Page extract:
# # # # # # #
Nutritional planning for the 947 Cycle Challenge

Nutritional planning for the 947 Cycle Challenge

With the Telkom 947 Cycle Challenge just over a month away, we look at nutrition around the event on this episode of 32Gi Sports Nutrition. This info applies to all road cycling events; but with the 947 as one of South Africa’s biggest, we tell you what you should be doing in preparation for the big day.Nutritional planning for the 947 Cycle Challenge.
 

 

Transcription:

Welcome back to 32Gi Sports Nutrition. I’m Mr Active David Katz and we’ve got a busy couple of months up in Gauteng in South Africa. Some great events across all different sports. One of the big ones there’s a huge cycle race we have here it’s newly titled the Telkom 947 Cycle Challenge. Massive numbers come out and do that and get to see and race around the streets of Johannesburg.

But also the triathlon scene is slowly starting to pick up again we’ve got the Olympic distance triathlon that Trinity Sports do put on. I’ll put a link to that, we have chatted to them about their events before. So these events around Trinity Sports triathlon a few weeks away. We look at 947 in about 5 weeks’ time.

We’ve talked about this in the past about getting it right. Getting your planning in place. Not just rocking up on the day and trying to fiddle with your nutrition. So Mark Wolff welcome back onto the podcast. I think that’s the big message you need to be planning and practicing what you gonna have on race day.

The biggest mistake you can make

MW: 100% Dave. I mean I stand at expos. Very often people come up to me and say I’m doing Cycle Challenge or doing Comrades or whatever event they’re doing. They haven’t prepared their nutrition and it’s the biggest mistake you can possibly make.

Nutrition needs to be very well thought of. I would say depending on the length of the event but definitely many weeks before hand. It needs to be practiced in training to make sure that the digestive system is comfortable with whatever nutrition you decide to use. But at the same time you need to make sure that it works for you that your energy levels more stable. That you feel good strong healthy during the event.

If you don’t plan it and you don’t test it out, that could be the biggest flaw for your event on the day. It can make or break, nutrition can make or break anybody. Doesn’t matter how fit you are. It definitely can break an athlete and prevent him from even reaching the finish line or even achieving a personal best.

Racing snakes can rely on liquid fuelling

DK: Mark looking at something like the 947 Cycle Challenge. I mean yes there a lot of guys who race very often. They at the front end of that race and the first few groups. They tend to know their strategy more.
# # # # # # #
Dataset excerpts on pointing at objects
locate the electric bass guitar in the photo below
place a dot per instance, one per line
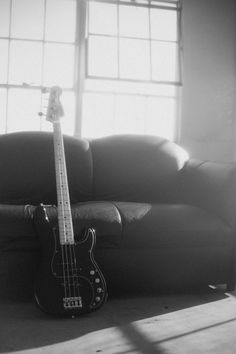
(69, 281)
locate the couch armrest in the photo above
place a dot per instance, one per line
(210, 185)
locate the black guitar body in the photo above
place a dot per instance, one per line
(69, 282)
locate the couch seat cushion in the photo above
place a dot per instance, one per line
(176, 225)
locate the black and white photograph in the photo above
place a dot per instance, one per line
(117, 176)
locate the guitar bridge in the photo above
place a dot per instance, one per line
(71, 303)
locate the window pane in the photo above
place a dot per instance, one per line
(102, 18)
(23, 108)
(3, 106)
(161, 117)
(102, 56)
(27, 19)
(98, 115)
(134, 22)
(25, 62)
(134, 59)
(130, 114)
(3, 60)
(60, 20)
(164, 24)
(4, 17)
(164, 61)
(59, 65)
(68, 121)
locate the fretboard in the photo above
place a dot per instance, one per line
(63, 197)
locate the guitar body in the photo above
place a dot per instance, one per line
(69, 282)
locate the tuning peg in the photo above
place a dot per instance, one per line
(45, 90)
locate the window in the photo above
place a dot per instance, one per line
(133, 68)
(37, 44)
(116, 60)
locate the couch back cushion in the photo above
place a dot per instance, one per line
(27, 173)
(135, 168)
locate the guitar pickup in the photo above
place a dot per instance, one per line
(71, 303)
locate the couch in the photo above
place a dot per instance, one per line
(162, 219)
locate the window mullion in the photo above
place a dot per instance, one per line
(80, 63)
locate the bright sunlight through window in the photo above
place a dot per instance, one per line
(117, 62)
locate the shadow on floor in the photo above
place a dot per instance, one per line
(23, 326)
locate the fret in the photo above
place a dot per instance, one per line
(63, 198)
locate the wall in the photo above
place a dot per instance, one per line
(208, 123)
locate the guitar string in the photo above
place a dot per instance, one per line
(60, 216)
(68, 228)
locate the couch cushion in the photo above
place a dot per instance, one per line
(161, 225)
(104, 217)
(135, 168)
(28, 173)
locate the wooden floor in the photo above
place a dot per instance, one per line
(185, 323)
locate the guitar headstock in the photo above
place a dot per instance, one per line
(54, 110)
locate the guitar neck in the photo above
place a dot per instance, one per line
(63, 197)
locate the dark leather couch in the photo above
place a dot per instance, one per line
(162, 220)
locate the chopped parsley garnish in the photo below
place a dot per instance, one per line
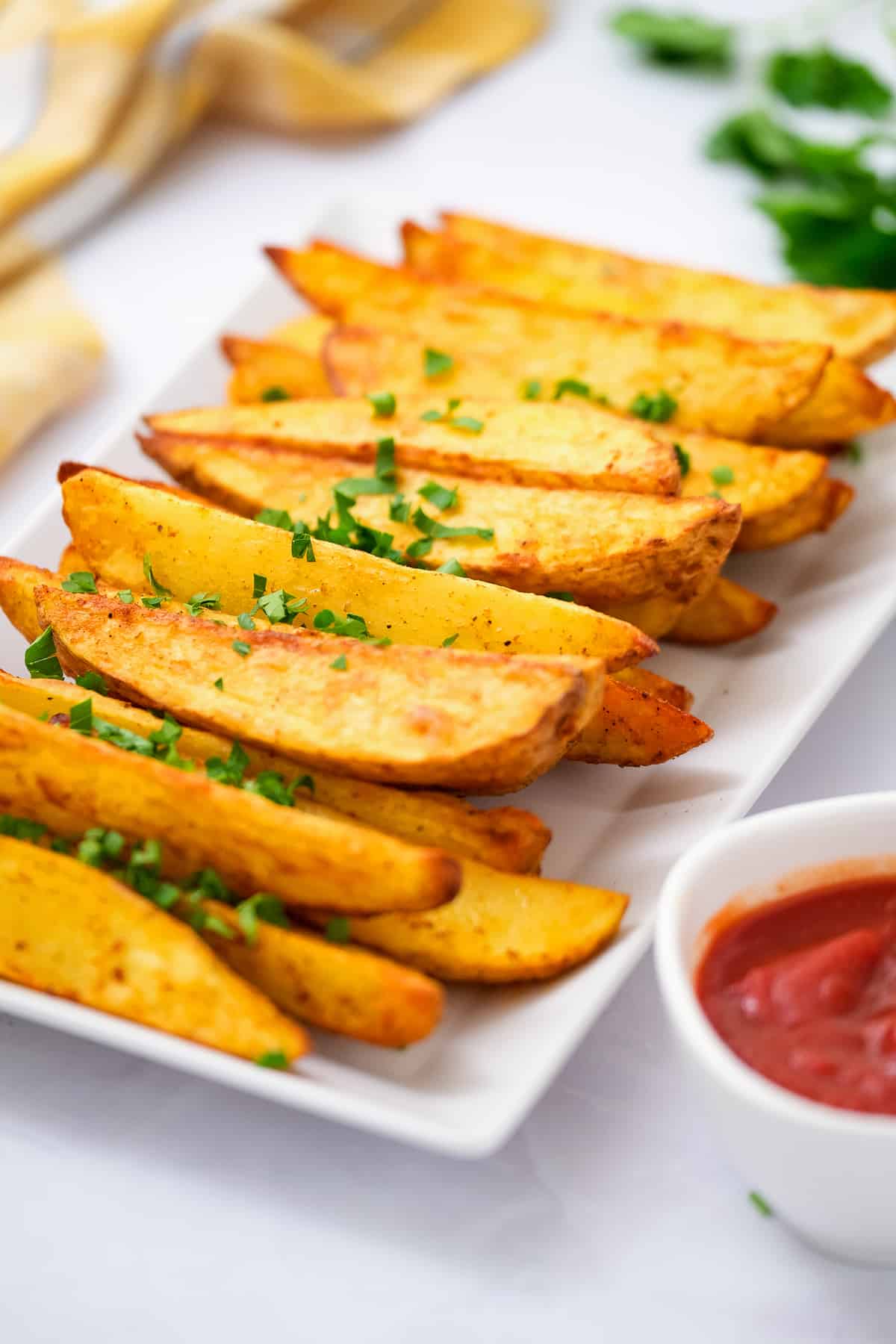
(682, 458)
(573, 388)
(200, 603)
(151, 578)
(273, 1060)
(40, 658)
(92, 682)
(81, 581)
(383, 405)
(435, 362)
(438, 495)
(337, 929)
(657, 408)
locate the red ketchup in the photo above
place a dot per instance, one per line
(803, 991)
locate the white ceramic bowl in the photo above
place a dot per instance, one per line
(829, 1174)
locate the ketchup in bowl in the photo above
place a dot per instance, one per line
(803, 991)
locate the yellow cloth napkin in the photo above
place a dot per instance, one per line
(105, 93)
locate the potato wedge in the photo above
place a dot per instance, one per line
(77, 933)
(724, 615)
(638, 727)
(600, 546)
(503, 838)
(116, 522)
(558, 445)
(72, 783)
(265, 369)
(859, 324)
(774, 391)
(470, 722)
(501, 927)
(346, 989)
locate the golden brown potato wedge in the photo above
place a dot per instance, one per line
(116, 523)
(860, 324)
(638, 727)
(501, 927)
(726, 615)
(74, 932)
(344, 989)
(470, 722)
(775, 391)
(264, 370)
(558, 445)
(503, 838)
(72, 783)
(598, 546)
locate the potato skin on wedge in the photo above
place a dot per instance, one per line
(501, 927)
(600, 546)
(722, 385)
(116, 522)
(74, 932)
(472, 722)
(72, 783)
(503, 838)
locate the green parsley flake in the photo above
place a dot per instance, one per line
(383, 405)
(682, 458)
(337, 929)
(81, 581)
(657, 408)
(40, 658)
(435, 362)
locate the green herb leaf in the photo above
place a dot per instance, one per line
(337, 929)
(682, 458)
(438, 495)
(677, 40)
(657, 408)
(80, 582)
(40, 658)
(822, 78)
(383, 405)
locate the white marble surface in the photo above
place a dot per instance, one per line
(144, 1206)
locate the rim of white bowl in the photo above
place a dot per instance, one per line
(680, 998)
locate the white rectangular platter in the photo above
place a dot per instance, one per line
(465, 1089)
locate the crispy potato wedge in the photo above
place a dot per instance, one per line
(74, 932)
(116, 522)
(346, 989)
(724, 615)
(472, 722)
(638, 727)
(781, 391)
(501, 927)
(638, 678)
(859, 324)
(600, 546)
(503, 838)
(265, 367)
(558, 445)
(72, 783)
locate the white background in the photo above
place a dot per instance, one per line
(139, 1204)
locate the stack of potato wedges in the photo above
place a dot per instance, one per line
(423, 553)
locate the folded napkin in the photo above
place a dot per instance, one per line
(97, 94)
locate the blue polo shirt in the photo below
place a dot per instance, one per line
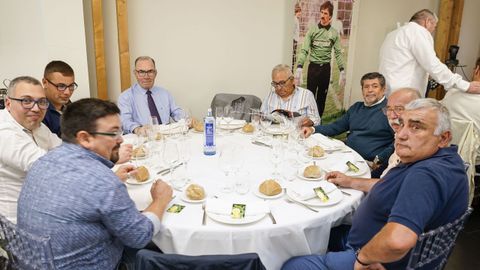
(421, 196)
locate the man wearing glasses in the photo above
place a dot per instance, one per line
(288, 97)
(82, 205)
(59, 84)
(24, 139)
(143, 100)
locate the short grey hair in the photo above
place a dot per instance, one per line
(433, 104)
(282, 68)
(25, 79)
(422, 15)
(142, 58)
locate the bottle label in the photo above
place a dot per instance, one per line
(209, 134)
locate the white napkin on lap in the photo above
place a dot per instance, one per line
(304, 191)
(325, 142)
(224, 207)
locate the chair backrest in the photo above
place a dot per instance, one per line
(149, 260)
(25, 250)
(434, 247)
(238, 102)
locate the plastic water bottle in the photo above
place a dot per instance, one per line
(209, 147)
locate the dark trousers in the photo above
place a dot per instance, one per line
(318, 79)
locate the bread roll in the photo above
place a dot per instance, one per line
(270, 188)
(139, 152)
(248, 128)
(312, 171)
(142, 174)
(195, 192)
(316, 151)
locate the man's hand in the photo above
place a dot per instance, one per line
(306, 122)
(298, 77)
(161, 192)
(339, 179)
(307, 131)
(140, 131)
(124, 171)
(341, 79)
(474, 87)
(124, 153)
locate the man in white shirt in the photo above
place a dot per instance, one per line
(407, 57)
(24, 138)
(288, 97)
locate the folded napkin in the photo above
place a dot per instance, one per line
(325, 142)
(304, 191)
(224, 207)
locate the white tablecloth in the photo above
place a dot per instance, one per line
(298, 231)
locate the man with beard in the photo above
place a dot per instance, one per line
(59, 84)
(318, 44)
(24, 139)
(81, 204)
(369, 132)
(144, 100)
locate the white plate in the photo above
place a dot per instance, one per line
(300, 175)
(186, 199)
(263, 196)
(133, 181)
(335, 197)
(227, 219)
(315, 158)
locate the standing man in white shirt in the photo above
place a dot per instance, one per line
(407, 57)
(24, 138)
(143, 100)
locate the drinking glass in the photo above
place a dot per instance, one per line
(171, 154)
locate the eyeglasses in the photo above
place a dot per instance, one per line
(28, 103)
(63, 87)
(396, 109)
(143, 73)
(280, 84)
(115, 135)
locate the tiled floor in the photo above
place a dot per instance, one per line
(466, 254)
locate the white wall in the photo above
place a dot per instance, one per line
(33, 33)
(205, 47)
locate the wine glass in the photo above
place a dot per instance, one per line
(225, 161)
(171, 154)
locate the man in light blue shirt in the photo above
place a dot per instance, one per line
(136, 108)
(80, 203)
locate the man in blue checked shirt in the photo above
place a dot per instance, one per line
(72, 195)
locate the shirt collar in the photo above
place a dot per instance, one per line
(378, 102)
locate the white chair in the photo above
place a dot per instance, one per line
(26, 251)
(466, 137)
(434, 247)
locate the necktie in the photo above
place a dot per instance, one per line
(152, 107)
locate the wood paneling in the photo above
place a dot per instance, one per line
(123, 47)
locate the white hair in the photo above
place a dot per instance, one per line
(433, 104)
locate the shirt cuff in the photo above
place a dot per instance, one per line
(157, 225)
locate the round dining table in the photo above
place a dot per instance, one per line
(277, 227)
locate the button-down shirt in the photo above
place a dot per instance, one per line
(19, 148)
(319, 42)
(134, 109)
(298, 101)
(71, 195)
(407, 55)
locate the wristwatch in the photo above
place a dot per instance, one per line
(376, 160)
(358, 260)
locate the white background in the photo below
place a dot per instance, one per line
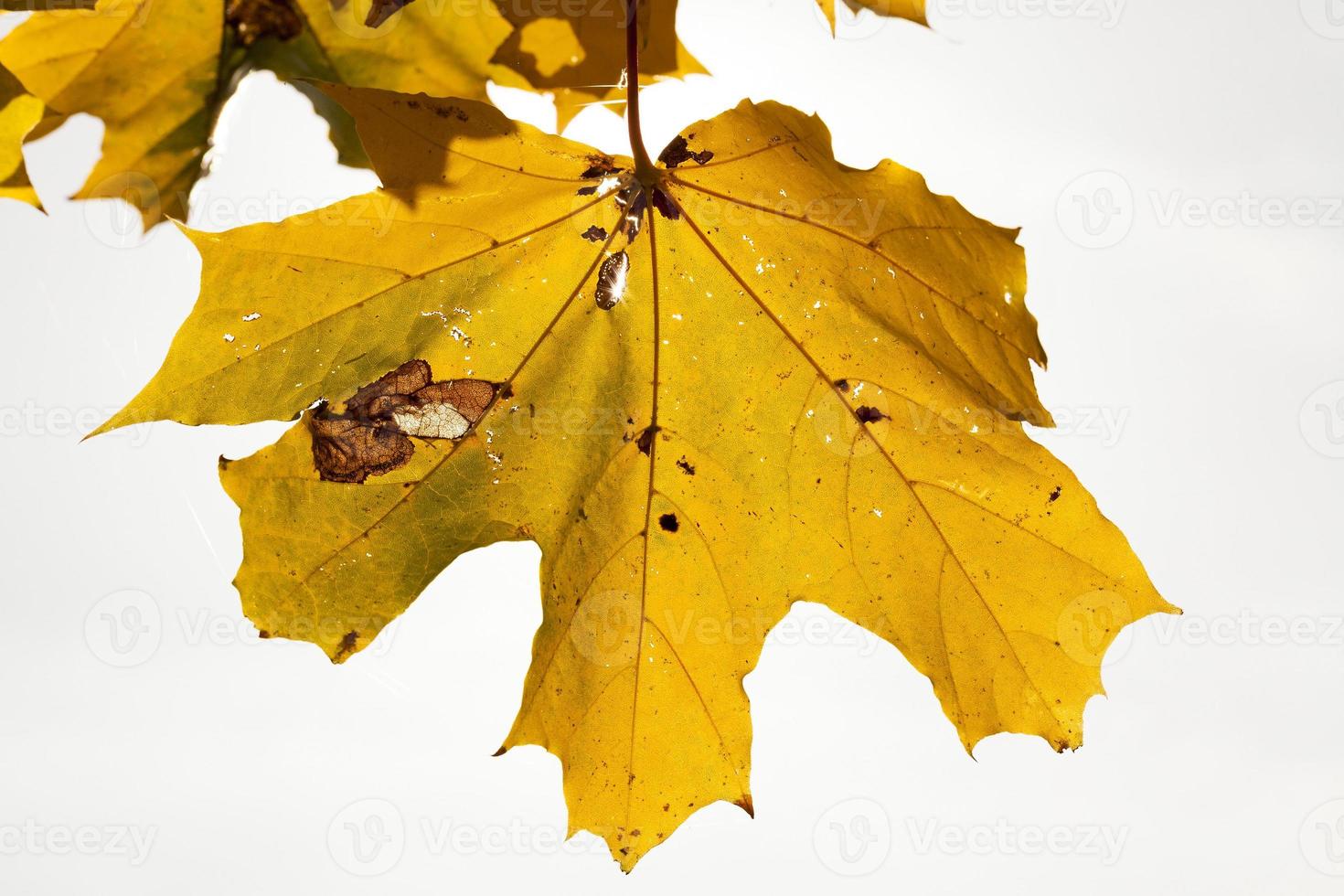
(1195, 369)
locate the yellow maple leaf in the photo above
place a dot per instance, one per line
(19, 114)
(748, 378)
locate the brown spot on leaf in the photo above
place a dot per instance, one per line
(645, 443)
(380, 10)
(869, 414)
(666, 206)
(372, 435)
(679, 152)
(253, 20)
(611, 280)
(600, 166)
(347, 646)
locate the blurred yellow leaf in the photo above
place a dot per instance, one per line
(581, 55)
(912, 10)
(755, 378)
(157, 73)
(19, 114)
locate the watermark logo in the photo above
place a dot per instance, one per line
(1321, 838)
(1103, 842)
(854, 837)
(368, 837)
(123, 629)
(1321, 420)
(1093, 632)
(1324, 16)
(1104, 12)
(1095, 209)
(123, 841)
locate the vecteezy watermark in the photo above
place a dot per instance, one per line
(1321, 838)
(1095, 209)
(860, 25)
(1098, 209)
(1090, 623)
(1104, 12)
(1104, 842)
(40, 421)
(1321, 420)
(854, 837)
(369, 836)
(1324, 16)
(123, 629)
(606, 626)
(120, 225)
(34, 838)
(126, 629)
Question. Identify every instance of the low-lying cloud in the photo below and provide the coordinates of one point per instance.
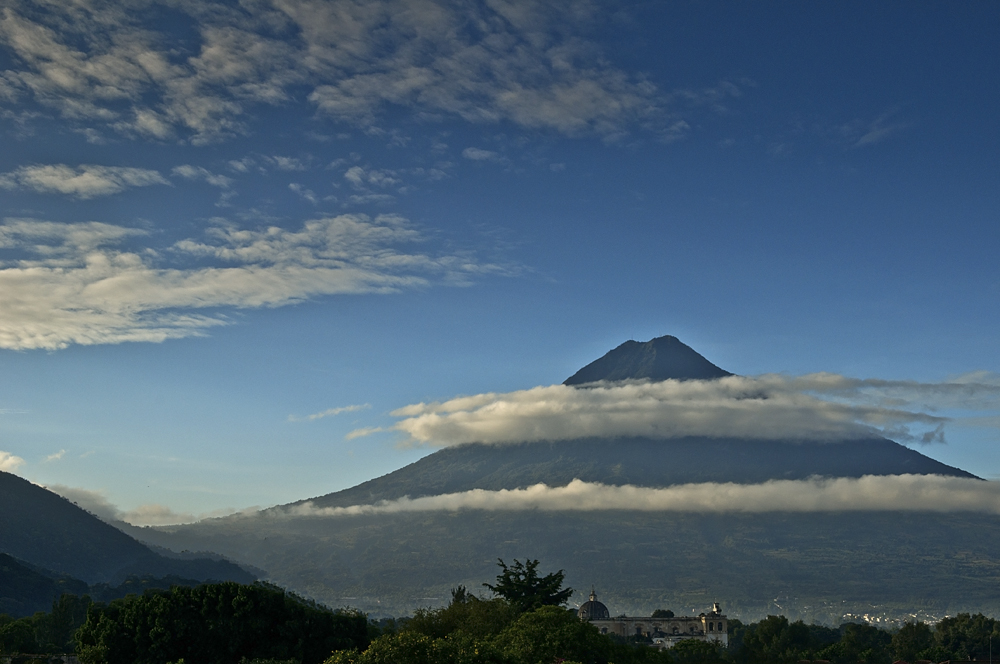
(73, 285)
(911, 493)
(97, 503)
(816, 407)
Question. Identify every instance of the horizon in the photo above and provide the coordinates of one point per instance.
(243, 250)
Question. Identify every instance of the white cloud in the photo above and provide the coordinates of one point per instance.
(304, 193)
(97, 503)
(84, 181)
(477, 154)
(521, 62)
(911, 493)
(288, 163)
(78, 288)
(189, 172)
(361, 178)
(156, 515)
(814, 407)
(330, 412)
(10, 463)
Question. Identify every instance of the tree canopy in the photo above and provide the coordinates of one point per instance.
(520, 584)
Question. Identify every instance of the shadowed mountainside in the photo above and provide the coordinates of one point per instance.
(817, 566)
(49, 531)
(809, 565)
(661, 358)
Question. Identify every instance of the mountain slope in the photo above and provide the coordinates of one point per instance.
(819, 565)
(638, 461)
(24, 590)
(657, 359)
(47, 530)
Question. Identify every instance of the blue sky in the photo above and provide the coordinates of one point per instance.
(221, 219)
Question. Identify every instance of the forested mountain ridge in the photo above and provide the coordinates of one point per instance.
(49, 531)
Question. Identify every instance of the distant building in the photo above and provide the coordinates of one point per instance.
(665, 632)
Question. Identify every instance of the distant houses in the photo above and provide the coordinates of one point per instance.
(666, 631)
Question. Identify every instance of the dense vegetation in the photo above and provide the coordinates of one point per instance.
(820, 565)
(221, 623)
(524, 623)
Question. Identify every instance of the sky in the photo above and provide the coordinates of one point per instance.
(255, 252)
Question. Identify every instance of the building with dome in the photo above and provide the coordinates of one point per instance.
(665, 632)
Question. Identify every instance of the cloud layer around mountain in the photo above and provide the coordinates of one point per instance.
(98, 504)
(815, 407)
(917, 493)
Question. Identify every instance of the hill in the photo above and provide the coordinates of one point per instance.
(50, 532)
(817, 566)
(25, 589)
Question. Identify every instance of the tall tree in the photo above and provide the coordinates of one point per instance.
(520, 585)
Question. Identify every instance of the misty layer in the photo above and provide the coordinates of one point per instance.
(820, 407)
(914, 493)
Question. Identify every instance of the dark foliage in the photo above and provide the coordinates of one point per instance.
(520, 585)
(216, 624)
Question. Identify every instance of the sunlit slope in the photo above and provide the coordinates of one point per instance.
(817, 565)
(47, 530)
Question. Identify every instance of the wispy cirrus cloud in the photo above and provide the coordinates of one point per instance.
(911, 493)
(73, 285)
(189, 172)
(84, 181)
(115, 66)
(816, 407)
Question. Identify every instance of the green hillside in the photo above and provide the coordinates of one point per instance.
(817, 566)
(49, 531)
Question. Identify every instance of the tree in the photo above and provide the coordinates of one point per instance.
(551, 634)
(220, 623)
(694, 651)
(911, 640)
(776, 641)
(520, 585)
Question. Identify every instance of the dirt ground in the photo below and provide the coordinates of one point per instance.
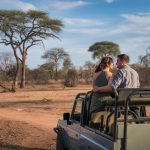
(27, 117)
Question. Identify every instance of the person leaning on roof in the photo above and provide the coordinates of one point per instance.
(125, 77)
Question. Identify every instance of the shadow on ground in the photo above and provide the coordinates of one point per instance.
(15, 147)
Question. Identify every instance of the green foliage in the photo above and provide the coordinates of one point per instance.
(104, 48)
(71, 78)
(22, 30)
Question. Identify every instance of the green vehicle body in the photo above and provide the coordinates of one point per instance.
(118, 128)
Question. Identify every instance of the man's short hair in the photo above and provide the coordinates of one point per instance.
(124, 57)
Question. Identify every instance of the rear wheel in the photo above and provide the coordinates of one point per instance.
(60, 143)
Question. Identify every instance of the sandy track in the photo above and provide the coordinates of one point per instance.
(27, 118)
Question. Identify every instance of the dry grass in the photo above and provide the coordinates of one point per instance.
(27, 117)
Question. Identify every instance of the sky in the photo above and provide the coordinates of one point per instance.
(125, 22)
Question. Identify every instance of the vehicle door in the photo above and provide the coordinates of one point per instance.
(74, 128)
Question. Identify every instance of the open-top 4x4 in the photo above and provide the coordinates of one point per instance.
(117, 128)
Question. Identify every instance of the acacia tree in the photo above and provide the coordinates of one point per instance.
(145, 60)
(22, 30)
(55, 56)
(104, 48)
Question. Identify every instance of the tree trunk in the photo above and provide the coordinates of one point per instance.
(56, 74)
(15, 82)
(23, 69)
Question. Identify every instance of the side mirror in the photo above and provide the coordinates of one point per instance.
(66, 116)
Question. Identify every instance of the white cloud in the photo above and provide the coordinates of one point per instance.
(109, 1)
(16, 4)
(88, 31)
(64, 5)
(82, 22)
(139, 18)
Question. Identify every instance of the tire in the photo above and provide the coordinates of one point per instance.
(60, 143)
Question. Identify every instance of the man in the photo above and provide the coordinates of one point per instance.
(125, 77)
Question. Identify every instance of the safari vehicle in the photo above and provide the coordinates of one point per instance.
(118, 127)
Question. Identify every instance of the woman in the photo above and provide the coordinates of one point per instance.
(102, 77)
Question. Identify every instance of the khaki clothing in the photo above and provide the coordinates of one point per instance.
(126, 78)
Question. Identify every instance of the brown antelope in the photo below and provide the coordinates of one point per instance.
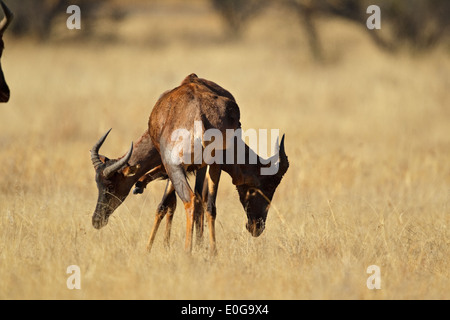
(4, 89)
(152, 156)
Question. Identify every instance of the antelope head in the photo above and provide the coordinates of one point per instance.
(4, 89)
(112, 183)
(256, 199)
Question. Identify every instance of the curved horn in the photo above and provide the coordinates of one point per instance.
(284, 163)
(94, 151)
(7, 19)
(119, 164)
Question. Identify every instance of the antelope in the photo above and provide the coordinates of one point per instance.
(152, 157)
(4, 89)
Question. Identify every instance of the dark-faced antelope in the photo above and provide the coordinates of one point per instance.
(4, 89)
(194, 101)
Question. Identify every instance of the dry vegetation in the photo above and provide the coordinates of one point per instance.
(367, 135)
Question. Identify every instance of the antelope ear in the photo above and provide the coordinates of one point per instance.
(103, 158)
(130, 171)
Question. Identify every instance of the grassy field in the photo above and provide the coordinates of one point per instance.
(367, 136)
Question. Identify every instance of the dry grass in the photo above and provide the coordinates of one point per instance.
(367, 135)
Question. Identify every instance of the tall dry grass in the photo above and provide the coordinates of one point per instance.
(367, 135)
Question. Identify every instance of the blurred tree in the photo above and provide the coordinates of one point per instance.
(416, 24)
(236, 13)
(35, 17)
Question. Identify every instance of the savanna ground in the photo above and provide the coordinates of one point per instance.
(367, 136)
# # # # # # #
Tasks and exercises:
a. Translate this sentence from the page extract on race nutrition into Spanish: "Nutrition needs to be very well thought of."
b. According to the page extract on race nutrition, through which city's streets do participants race in the Telkom 947 Cycle Challenge?

Outputs for the tasks:
a. La nutrición tiene que pensarse muy bien.

b. Johannesburg.